#### [Texto de origen]
<<<<

Suárez no fue un portento intelectual. Se ha dicho de él y contado varias anécdotas acerca de sus escasas lecturas. Esa mediocridad fue sustituida, sin embargo, por una enorme capacidad de saber moverse en las bambalinas de la burocracia fascista. Con su título en Derecho tuvo el aval académico necesario para que su buen hacer acabara teniendo el éxito conseguido en un corto periodo de tiempo: gobernador civil, director general de TVE, ministro secretario general del Movimiento y, a la edad de 42 años, jefe de gobierno. Muchos son los calificativos con los que ha sido definido. Hay uno, del propio Morán, que quizás resulte muy apropiado: "encantador de serpientes".
Coinciden varios autores que su nombramiento como jefe de gobierno en el verano de 1976 fue cosa del rey Juan Carlos y Torcuato Fernández Miranda, entonces presidente de las Cortes y el cerebro del tránsito desde el franquismo hacia algo diferente. El objetivo, en todo caso, era salvar la monarquía, dando por sentado que el modelo económico debía resultar invariable. Ferrán Gallego ha escrito que fue elegido "por causa de su cargo como ministro de secretario general del Movimiento y no a pesar de esta responsabilidad" (El mito de la Transición, 2008). Contaba para ello con una doble ventaja: la de conocer los entresijos del sistema y la de tener un gran sentido de la realidad. El mismo que le llevó a "relacionarse con las personas y con las propuestas de la oposición de un modo distinto".
Pragmatismo y atrevimiento, pues. Este último, lo que le llevó a dar un paso más en el diseño inicial de Fernández Miranda, cuando añadió al objetivo de salvar la democracia un proyecto político con su sello personal. El auge de su figura fue rápido y alcanzó cierta envergadura con sus victorias electorales en 1977 y 1979. Pero tuvo importantes limitaciones. Esas victorias no lo fueron por mayoría absoluta, lo que le obligó a pactar con otros grupos políticos. Por ejemplo, en los Pactos de la Moncloa y en la misma Constitución. El partido que lo arropó, la UCD, era un conglomerado de varias familias y, por tanto, de diversos proyectos políticos. Y quizás lo peor, su propio horizonte político lo llevó a ciertas prácticas en lo social y en la política exterior que fueron tachadas dentro del sistema como izquierdistas. Los palos le llovieron de todos los lados, pero sobre todo de su propio campo.

>>>>

#### [Qué se pide]
Según el texto de origen sobre Suárez, ¿a qué edad llegó a ser jefe de gobierno?

#### [Datos proporcionados]

<<<<

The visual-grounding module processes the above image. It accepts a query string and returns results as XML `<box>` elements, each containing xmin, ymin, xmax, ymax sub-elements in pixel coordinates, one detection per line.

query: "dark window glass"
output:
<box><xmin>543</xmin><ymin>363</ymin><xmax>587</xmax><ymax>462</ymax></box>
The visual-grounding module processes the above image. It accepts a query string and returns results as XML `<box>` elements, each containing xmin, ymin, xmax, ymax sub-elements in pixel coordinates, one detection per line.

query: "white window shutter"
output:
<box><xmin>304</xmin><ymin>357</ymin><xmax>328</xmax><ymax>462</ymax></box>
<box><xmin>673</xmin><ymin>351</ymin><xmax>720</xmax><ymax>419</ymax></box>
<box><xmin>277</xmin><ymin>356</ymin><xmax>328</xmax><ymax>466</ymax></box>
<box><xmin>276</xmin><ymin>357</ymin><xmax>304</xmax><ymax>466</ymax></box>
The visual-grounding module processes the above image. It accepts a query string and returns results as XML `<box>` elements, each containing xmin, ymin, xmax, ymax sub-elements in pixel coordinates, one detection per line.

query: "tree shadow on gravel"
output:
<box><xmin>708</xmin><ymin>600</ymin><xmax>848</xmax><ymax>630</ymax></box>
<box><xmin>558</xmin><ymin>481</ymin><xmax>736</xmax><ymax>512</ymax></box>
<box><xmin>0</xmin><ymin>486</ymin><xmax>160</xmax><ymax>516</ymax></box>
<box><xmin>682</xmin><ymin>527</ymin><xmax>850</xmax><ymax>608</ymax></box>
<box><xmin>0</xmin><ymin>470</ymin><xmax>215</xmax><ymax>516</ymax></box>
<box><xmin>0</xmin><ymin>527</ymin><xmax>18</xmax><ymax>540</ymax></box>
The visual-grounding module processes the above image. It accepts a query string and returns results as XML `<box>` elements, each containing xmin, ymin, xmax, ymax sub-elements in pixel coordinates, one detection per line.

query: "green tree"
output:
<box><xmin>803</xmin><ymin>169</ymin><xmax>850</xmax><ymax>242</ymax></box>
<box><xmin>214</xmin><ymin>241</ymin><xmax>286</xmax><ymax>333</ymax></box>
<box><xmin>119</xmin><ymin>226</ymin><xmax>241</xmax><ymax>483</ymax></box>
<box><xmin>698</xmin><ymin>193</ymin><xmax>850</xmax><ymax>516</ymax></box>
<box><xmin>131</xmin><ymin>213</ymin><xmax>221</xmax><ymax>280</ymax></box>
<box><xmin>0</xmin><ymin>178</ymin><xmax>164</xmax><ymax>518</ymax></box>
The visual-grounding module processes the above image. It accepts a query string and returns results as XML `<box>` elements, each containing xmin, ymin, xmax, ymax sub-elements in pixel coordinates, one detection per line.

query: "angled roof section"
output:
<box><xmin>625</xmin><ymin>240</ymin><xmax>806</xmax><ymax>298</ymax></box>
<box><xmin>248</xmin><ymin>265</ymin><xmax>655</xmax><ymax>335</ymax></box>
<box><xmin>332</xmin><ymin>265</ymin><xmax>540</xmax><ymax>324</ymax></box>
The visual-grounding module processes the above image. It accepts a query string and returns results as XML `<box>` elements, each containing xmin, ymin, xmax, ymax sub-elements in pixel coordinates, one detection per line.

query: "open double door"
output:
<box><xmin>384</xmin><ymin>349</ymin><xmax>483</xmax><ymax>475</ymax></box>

>>>>

#### [Solución escrita]
A los 42 años.